• **Problema planteado 1**: En la homilía de Pentecostés, ¿a qué se compara la venida del Espíritu Santo según la primera lectura de la liturgia?
• **Problema planteado 2**: Transcriba literalmente el pasaje de la homilía que va desde «Cambia los corazones.» hasta «por el miedo.», ambos incluidos.

• **Pasaje del texto**:
----

20 de mayo 2018. Homilía del Papa Francisco con motivo de la
fiesta de Pentecostés. En la primera lectura de la liturgia de hoy, la venida
del Espíritu Santo en Pentecostés se compara a «un viento que soplaba
fuertemente» (Hch 2,2). ¿Qué significa esta imagen? El viento impetuoso nos
hace pensar en una gran fuerza, pero que acaba en sí misma: es una fuerza que
cambia la realidad. El viento trae cambios: corrientes cálidas cuando hace
frío, frescas cuando hace calor, lluvia cuando hay sequía... así actúa.
También
el Espíritu Santo, aunque a nivel totalmente distinto, actúa así: Él es la fuerza
divina que cambia, que cambia el mundo. La Secuencia nos lo ha recordado: el
Espíritu es «descanso de nuestro esfuerzo, gozo que enjuga las lágrimas»; y lo
pedimos de esta manera: «Riega la tierra en sequía, sana el corazón enfermo,
lava las manchas». Él entra en las situaciones y las transforma, cambia los
corazones y cambia los acontecimientos.
Cambia los corazones. Jesús dijo a sus Apóstoles:
«Recibiréis la fuerza del Espíritu Santo […] y seréis mis testigos» (Hch 1,8).
Y aconteció precisamente así: los discípulos, que al principio estaban llenos
de miedo, atrincherados con las puertas cerradas también después de la
resurrección del Maestro, son transformados por el Espíritu y, como anuncia
Jesús en el Evangelio de hoy, “dan testimonio de él” (cf. Jn 15,27). De
vacilantes pasan a ser valientes y, dejando Jerusalén, van hasta los confines
del mundo. Llenos de temor cuando Jesús estaba con ellos; son valientes sin él,
porque el Espíritu cambió sus corazones.
El Espíritu libera los corazones cerrados por el miedo.
Vence las resistencias. A quien se conforma con medias tintas, le ofrece
ímpetus de entrega. Ensancha los corazones estrechos. Anima a servir a quien se
apoltrona en la comodidad. Hace caminar al que se cree que ya ha llegado. Hace
soñar al que cae en tibieza. He aquí el cambio del corazón. Muchos prometen
períodos de cambio, nuevos comienzos, renovaciones portentosas, pero la
experiencia enseña que ningún esfuerzo terreno por cambiar las cosas satisface
plenamente el corazón del hombre. El cambio del Espíritu es diferente: no
revoluciona la vida a nuestro alrededor, pero cambia nuestro corazón; no nos
libera de repente de los problemas, pero nos hace libres por dentro para
afrontarlos; no nos da todo inmediatamente, sino que nos hace caminar con
confianza, haciendo que no nos cansemos jamás de la vida. El Espíritu mantiene
joven el corazón – esa renovada juventud. La juventud, a pesar de todos los
esfuerzos para alargarla, antes o después pasa; el Espíritu, en cambio, es el
que previene el único envejecimiento malsano, el interior. ¿Cómo lo hace?
Renovando el corazón, transformándolo de pecador en perdonado. Este es el gran
cambio: de culpables nos hace justos y, así, todo cambia, porque de esclavos
del pecado pasamos a ser libres, de siervos a hijos, de descartados a valiosos,
de decepcionados a esperanzados. De este modo, el Espíritu Santo hace que
renazca la alegría, que florezca la paz en el corazón.

----

• **Material proporcionado**:
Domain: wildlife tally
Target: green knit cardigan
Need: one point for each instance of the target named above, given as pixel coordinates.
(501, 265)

----

• **Respuesta completa 1**: A «un viento que soplaba fuertemente» (Hch 2,2).

• **Respuesta completa 2**:
Cambia los corazones. Jesús dijo a sus Apóstoles:
«Recibiréis la fuerza del Espíritu Santo […] y seréis mis testigos» (Hch 1,8).
Y aconteció precisamente así: los discípulos, que al principio estaban llenos
de miedo, atrincherados con las puertas cerradas también después de la
resurrección del Maestro, son transformados por el Espíritu y, como anuncia
Jesús en el Evangelio de hoy, “dan testimonio de él” (cf. Jn 15,27). De
vacilantes pasan a ser valientes y, dejando Jerusalén, van hasta los confines
del mundo. Llenos de temor cuando Jesús estaba con ellos; son valientes sin él,
porque el Espíritu cambió sus corazones.
El Espíritu libera los corazones cerrados por el miedo.